I was going to demonstrate some concepts in packet tracer to make writing out explanations a bit quicker, but I need to speed up my grind a bit here, so I’m just going to foot to the floor these next few explanation before I take a break from blogging to really put my nose to the grind stone on studying to pass the TSHOOT in the next month or so!
With that I will get right to it!
Ping / Extended Ping command from PC and CLI
With any troubleshooting ticket this will immediately determine via “Divide and Conquer” troubleshooting method if Layers 3-1 are working, by sending a ping from the PC and getting a response from the destination IP, and if no response is gotten you may want to switch up to “Follow the Data Path” and ping one hop at a time (or Traceroute!).
Though because this is a Cisco test I will not review the possible PC ping responses and what they mean, however the following is a list of the CLI ping responses and what the response means to the network admin:
- !!!!! = Layer 3-1 Connectivity
- ….. = No route to destination IP Address
- !.!.! = Possible load balancing to destination with one path failing
- U.U.U = Destination Host IP Unreachable
- M.M.M = Packet MTU exceeds the MTU of the local egress interface
By the time you are at TSHOOT most of these should be familiar, however the last three are of particular interest in terms of the TSHOOT exam, as the indicative of a specific issue on the network.

^^^^^^^^^^^^^^^^

TO-DO LIST
1 – Translate this sentence from the post on ping responses into French: "With that I will get right to it!"
2 – Pick up the post on ping responses after its final sentence and keep writing.
You can do the tasks without the records.

^^^^^^^^^^^^^^^^

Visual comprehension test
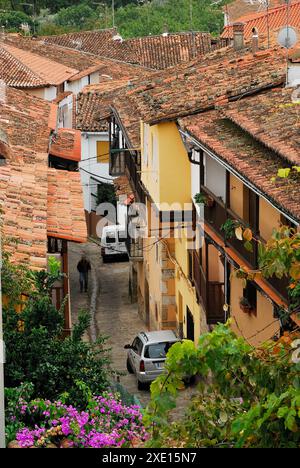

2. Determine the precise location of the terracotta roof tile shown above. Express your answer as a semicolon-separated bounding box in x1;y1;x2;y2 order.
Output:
0;88;85;269
180;96;300;221
221;0;300;39
50;128;81;162
45;29;224;70
0;43;78;86
223;0;285;23
225;88;300;166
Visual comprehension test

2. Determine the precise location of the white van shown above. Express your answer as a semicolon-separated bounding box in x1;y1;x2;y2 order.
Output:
101;225;128;263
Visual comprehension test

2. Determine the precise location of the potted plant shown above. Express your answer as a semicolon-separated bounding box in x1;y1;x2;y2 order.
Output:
194;192;215;208
240;297;253;314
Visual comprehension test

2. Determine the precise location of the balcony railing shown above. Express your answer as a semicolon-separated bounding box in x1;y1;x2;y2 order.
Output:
193;251;225;325
201;186;289;308
201;187;257;269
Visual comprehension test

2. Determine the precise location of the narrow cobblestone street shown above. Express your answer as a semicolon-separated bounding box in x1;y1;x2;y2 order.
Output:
69;243;150;405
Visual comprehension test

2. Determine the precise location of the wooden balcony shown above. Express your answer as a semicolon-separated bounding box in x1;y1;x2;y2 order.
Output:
126;235;144;262
201;186;257;269
193;250;225;325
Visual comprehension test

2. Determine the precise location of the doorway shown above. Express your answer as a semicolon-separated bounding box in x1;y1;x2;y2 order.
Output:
186;307;195;341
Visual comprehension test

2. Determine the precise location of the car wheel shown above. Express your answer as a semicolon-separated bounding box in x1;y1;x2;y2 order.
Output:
127;359;134;374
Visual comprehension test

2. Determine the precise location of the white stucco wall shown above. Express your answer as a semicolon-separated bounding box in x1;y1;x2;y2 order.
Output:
44;86;57;101
58;95;73;128
80;132;113;212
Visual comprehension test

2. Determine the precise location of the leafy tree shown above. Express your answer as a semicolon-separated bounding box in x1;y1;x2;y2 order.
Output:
144;323;300;448
2;254;111;407
0;11;33;30
55;4;96;28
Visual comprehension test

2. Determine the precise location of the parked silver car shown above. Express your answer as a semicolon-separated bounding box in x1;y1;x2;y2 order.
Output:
125;331;180;390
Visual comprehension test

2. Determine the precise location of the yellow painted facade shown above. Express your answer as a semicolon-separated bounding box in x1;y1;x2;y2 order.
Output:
230;266;280;346
97;141;109;164
135;122;281;345
141;122;207;342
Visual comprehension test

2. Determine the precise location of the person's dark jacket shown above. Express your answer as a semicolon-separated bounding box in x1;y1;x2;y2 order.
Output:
77;260;91;273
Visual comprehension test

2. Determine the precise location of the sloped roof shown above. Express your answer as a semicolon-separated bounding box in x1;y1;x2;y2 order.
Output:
0;44;47;88
1;43;78;86
225;88;300;166
223;0;285;23
180;91;300;221
45;29;224;70
221;0;300;39
0;87;85;269
119;48;286;124
50;128;81;162
47;169;87;242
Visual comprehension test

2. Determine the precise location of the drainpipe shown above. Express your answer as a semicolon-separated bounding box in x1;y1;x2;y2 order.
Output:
232;23;245;51
252;28;258;55
0;239;5;448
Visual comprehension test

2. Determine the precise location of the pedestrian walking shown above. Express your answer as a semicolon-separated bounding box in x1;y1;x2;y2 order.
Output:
77;255;91;293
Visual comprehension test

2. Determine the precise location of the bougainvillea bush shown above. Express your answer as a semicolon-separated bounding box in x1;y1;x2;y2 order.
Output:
8;393;147;448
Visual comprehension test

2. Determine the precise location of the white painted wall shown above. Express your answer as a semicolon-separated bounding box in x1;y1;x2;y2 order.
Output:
44;86;57;101
80;132;114;213
203;153;226;202
191;151;200;200
58;95;73;128
65;76;90;95
288;63;300;86
65;72;100;95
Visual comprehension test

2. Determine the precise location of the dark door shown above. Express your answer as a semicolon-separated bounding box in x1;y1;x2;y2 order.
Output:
186;307;195;341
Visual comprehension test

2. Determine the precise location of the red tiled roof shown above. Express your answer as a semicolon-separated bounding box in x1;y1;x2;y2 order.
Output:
0;44;47;88
180;92;300;221
47;169;87;242
221;0;300;39
223;0;285;23
45;29;224;70
225;88;300;166
0;88;85;269
117;48;286;129
50;128;81;162
1;43;78;86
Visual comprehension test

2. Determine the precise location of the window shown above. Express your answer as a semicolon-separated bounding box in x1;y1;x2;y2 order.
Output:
97;141;109;164
106;232;116;244
243;281;257;311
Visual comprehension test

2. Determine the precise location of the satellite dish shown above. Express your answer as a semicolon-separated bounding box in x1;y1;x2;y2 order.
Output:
277;26;298;49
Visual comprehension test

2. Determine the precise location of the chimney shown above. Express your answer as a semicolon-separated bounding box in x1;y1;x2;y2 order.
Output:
232;23;245;50
252;28;258;55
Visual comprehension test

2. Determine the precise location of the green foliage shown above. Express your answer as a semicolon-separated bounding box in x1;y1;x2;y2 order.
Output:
221;219;240;239
55;4;96;28
0;11;33;31
3;260;111;407
0;0;224;38
144;324;300;447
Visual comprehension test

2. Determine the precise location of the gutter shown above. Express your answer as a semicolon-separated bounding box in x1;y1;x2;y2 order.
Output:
179;129;300;226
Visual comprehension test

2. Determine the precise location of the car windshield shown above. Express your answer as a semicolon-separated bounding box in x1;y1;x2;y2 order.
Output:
145;341;174;359
106;232;116;244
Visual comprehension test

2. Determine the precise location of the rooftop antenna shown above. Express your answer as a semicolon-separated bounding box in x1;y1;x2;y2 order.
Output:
277;0;298;86
244;0;271;49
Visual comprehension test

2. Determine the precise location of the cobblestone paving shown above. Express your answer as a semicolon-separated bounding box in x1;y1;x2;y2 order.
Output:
69;243;194;412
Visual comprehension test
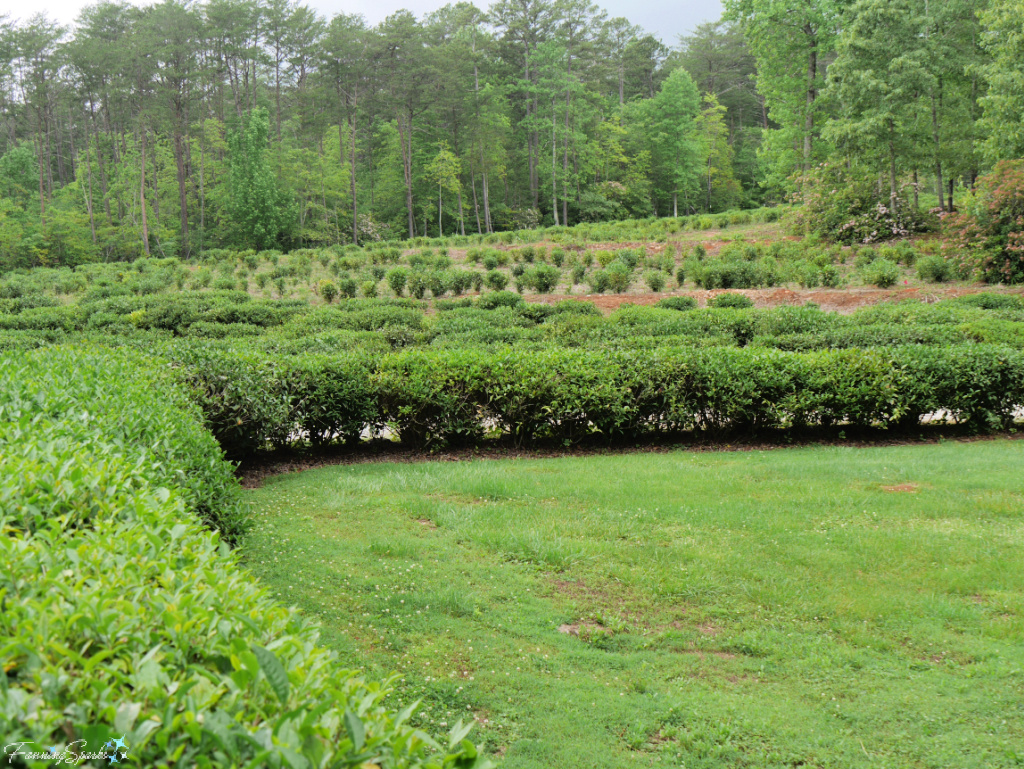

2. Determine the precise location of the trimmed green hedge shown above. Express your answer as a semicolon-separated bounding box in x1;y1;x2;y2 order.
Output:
0;348;489;769
165;342;1024;454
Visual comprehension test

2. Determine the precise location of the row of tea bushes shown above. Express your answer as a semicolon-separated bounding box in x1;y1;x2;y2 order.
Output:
163;343;1024;456
0;347;489;769
0;291;1024;354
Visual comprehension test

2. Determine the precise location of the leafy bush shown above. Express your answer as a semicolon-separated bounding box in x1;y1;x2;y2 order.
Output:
483;269;509;291
525;264;561;294
942;160;1024;284
476;291;525;309
952;292;1024;310
316;280;338;304
708;294;754;309
863;259;900;289
0;349;487;768
387;267;409;296
918;256;952;283
643;269;665;294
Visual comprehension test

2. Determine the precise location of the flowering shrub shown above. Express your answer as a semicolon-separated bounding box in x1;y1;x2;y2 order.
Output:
794;163;931;244
942;160;1024;283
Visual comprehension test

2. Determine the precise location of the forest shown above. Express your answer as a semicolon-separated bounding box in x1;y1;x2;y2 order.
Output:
0;0;1024;269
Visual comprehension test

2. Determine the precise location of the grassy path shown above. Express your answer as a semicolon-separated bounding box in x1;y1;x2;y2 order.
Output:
245;440;1024;769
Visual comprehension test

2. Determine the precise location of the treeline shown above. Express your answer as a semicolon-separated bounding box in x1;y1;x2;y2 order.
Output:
725;0;1024;225
0;0;764;264
0;0;1024;267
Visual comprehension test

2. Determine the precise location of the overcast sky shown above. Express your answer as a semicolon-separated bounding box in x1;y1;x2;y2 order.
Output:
0;0;722;45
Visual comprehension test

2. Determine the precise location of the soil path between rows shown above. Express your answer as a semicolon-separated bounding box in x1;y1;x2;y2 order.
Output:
526;286;1024;315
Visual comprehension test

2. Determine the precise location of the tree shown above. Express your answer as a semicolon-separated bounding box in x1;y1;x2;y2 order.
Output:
725;0;846;186
426;142;466;238
227;108;293;249
826;0;933;209
979;0;1024;163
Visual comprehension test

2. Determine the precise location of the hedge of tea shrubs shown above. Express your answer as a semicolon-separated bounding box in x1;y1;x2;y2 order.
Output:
151;344;1024;455
0;347;484;767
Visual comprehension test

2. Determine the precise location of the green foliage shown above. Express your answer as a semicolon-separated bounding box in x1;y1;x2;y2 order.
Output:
708;294;754;309
795;163;932;245
0;348;486;767
227;108;294;250
863;259;901;289
918;256;952;283
943;161;1024;283
656;296;697;311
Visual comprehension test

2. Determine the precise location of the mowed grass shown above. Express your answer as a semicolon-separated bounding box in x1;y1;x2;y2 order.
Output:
244;440;1024;769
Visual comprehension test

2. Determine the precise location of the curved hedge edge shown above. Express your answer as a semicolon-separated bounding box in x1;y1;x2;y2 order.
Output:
163;343;1024;457
0;348;490;769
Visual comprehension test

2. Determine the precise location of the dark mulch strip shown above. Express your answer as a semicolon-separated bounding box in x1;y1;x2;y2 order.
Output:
238;425;1024;488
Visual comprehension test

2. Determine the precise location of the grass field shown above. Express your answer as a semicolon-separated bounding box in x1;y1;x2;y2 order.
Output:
244;440;1024;769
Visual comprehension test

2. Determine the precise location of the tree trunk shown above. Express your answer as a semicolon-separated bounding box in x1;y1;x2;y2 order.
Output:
85;132;96;246
551;99;558;227
174;129;188;253
398;116;415;238
469;163;483;234
932;86;946;211
138;130;150;256
889;118;898;211
86;100;114;227
456;184;466;238
348;86;359;244
804;25;818;173
36;136;46;229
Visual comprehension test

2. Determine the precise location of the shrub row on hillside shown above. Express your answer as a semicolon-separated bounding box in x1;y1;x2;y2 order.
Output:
0;348;486;769
167;345;1024;456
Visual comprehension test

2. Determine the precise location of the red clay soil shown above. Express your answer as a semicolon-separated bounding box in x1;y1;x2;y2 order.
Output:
526;286;1024;315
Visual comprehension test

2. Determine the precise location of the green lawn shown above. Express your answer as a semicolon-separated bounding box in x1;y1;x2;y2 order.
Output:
244;440;1024;769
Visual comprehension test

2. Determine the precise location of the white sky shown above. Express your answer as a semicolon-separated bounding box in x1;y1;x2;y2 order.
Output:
0;0;722;46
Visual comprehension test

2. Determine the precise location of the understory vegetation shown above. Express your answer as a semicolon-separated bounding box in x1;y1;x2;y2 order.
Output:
6;0;1024;769
0;209;1024;769
0;347;486;769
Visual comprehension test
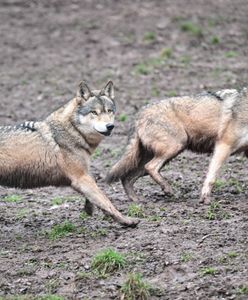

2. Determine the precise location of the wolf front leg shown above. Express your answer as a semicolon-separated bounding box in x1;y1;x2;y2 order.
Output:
72;175;139;227
200;142;232;204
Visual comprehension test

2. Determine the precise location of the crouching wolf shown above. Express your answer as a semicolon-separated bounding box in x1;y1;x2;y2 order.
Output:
106;88;248;203
0;81;137;226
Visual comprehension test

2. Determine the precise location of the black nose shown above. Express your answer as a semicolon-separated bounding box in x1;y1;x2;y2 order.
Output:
106;124;115;131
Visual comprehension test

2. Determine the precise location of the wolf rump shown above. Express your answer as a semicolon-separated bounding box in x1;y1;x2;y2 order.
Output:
106;88;248;203
0;81;137;226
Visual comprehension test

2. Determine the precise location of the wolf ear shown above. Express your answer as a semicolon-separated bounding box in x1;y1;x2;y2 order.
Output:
77;81;91;100
101;80;115;100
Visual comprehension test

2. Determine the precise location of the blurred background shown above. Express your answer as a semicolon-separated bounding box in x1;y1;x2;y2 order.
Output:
0;0;248;123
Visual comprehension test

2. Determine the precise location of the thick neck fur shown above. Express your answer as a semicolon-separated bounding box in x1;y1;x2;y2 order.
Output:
46;98;103;154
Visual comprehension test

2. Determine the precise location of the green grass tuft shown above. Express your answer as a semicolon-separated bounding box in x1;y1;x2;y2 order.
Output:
51;197;65;205
120;273;151;300
91;249;126;277
1;194;22;203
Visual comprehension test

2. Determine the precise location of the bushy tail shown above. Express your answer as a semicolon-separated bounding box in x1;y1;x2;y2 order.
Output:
105;132;141;183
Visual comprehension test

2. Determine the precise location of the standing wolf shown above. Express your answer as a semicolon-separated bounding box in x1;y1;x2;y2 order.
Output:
106;88;248;203
0;81;137;226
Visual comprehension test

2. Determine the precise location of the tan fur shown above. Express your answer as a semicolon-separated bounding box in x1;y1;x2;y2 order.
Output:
107;89;248;203
0;82;137;226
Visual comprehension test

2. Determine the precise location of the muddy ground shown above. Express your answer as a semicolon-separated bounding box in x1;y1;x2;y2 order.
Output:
0;0;248;299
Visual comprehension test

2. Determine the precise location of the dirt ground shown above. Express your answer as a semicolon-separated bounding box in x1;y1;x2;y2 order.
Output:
0;0;248;300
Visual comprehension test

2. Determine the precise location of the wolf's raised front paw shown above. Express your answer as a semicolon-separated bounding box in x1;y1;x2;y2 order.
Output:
121;218;140;228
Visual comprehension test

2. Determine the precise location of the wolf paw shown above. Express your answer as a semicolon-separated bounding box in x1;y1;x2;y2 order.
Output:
199;195;211;204
122;218;140;228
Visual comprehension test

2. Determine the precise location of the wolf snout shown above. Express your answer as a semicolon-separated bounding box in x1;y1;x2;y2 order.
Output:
106;123;115;131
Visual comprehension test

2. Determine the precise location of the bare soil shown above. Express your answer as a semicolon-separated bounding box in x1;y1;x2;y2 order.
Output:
0;0;248;299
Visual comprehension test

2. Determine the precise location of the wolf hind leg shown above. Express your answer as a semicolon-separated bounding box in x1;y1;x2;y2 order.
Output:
84;199;95;216
200;142;232;204
121;166;147;202
121;148;153;202
145;139;183;195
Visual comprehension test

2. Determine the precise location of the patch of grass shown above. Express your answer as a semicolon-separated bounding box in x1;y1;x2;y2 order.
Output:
210;35;220;45
1;194;22;203
51;197;65;205
120;273;151;300
201;267;218;276
227;178;244;194
90;228;108;238
91;249;126;277
118;113;127;122
225;51;238;58
127;203;145;218
181;21;203;38
143;31;156;43
48;221;76;240
237;285;248;295
91;148;101;159
180;252;193;262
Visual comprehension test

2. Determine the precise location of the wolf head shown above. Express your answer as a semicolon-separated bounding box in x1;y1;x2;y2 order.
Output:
75;81;116;135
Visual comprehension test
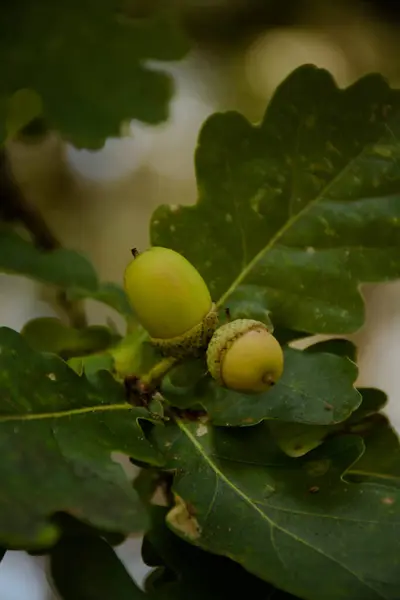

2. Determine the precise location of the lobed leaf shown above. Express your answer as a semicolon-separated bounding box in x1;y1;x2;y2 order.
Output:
151;65;400;334
162;348;361;426
142;506;296;600
350;415;400;489
269;388;391;464
0;0;188;148
155;419;400;600
0;328;162;547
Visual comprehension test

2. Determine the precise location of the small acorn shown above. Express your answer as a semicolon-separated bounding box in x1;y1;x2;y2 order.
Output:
124;246;218;358
207;319;283;393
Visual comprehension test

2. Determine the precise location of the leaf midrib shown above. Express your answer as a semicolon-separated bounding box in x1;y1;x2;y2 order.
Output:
175;418;389;600
217;138;380;308
0;403;134;425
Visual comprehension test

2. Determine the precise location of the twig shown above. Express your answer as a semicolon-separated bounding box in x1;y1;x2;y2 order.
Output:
140;357;178;389
0;148;87;328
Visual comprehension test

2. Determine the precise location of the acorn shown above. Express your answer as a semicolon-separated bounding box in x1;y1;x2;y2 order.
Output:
124;246;218;358
207;319;283;393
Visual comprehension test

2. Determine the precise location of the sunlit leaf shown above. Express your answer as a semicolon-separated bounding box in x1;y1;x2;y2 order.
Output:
155;419;400;600
151;65;400;334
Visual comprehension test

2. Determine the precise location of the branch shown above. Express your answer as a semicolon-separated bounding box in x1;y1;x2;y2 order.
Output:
0;148;87;328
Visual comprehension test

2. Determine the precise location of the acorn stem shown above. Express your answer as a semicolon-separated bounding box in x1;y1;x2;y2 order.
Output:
140;356;178;388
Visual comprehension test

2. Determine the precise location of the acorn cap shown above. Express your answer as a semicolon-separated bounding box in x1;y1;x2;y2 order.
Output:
124;246;212;341
150;304;218;359
207;319;283;393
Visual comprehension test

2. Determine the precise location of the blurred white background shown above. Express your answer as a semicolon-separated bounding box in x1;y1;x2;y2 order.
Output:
0;2;400;600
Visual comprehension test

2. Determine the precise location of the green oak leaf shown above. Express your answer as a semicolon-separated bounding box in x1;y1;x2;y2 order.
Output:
50;535;146;600
151;65;400;334
269;388;387;458
0;0;188;148
142;506;295;600
350;415;400;489
0;327;162;547
21;317;119;359
155;419;400;600
0;227;133;319
306;338;357;362
162;348;361;426
66;352;114;383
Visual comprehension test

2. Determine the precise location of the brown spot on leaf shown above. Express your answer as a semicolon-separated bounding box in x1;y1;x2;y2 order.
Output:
167;494;201;540
382;496;394;506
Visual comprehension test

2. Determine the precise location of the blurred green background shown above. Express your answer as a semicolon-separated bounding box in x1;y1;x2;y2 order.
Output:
0;0;400;600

^^^^^^^^^^^^^^^^

OUTPUTS IN ORDER
1 – Sur ce, j'entre tout de suite dans le vif du sujet !

2 –
This type of response I would look for Equal-Cost EIGRP Success Routes to the destination IP Address in the IP Route Table or “sh ip eigrp topology” to view all Successor and Feasible Successor routes, and confirming correct information on upstream devices in the data path for Security settings (key-chains) and correct IP information on interfaces.
This indicates that a device in the data path is trying to pass the ping along upstream, and a device in that path is reporting back that it has no route to the destination, in this instance I would use a ‘traceroute’ to determine which last hop is reporting back, and begin looking at connectivity from there to the next hop probably using the “Stare and Compare” method to find any configuration mismatches (and of course verify correct routing is in place).
Based off the Topology Cisco provides on its webpage for the TSHOOT exam I would expect to see this on the GRE Tunnel Topology, as issues will occur if the MTU’s are not properly configured for the GRE Tunnel / Egress interface on either side of the tunnel causing packet “Fragmentation” during transmission, so a network admin will want to confirm that the GRE Tunnel interface is lower than the Physical interface the tunnel connects on by 24 Bytes for GRE Tunnel Overhead / Encapsulation.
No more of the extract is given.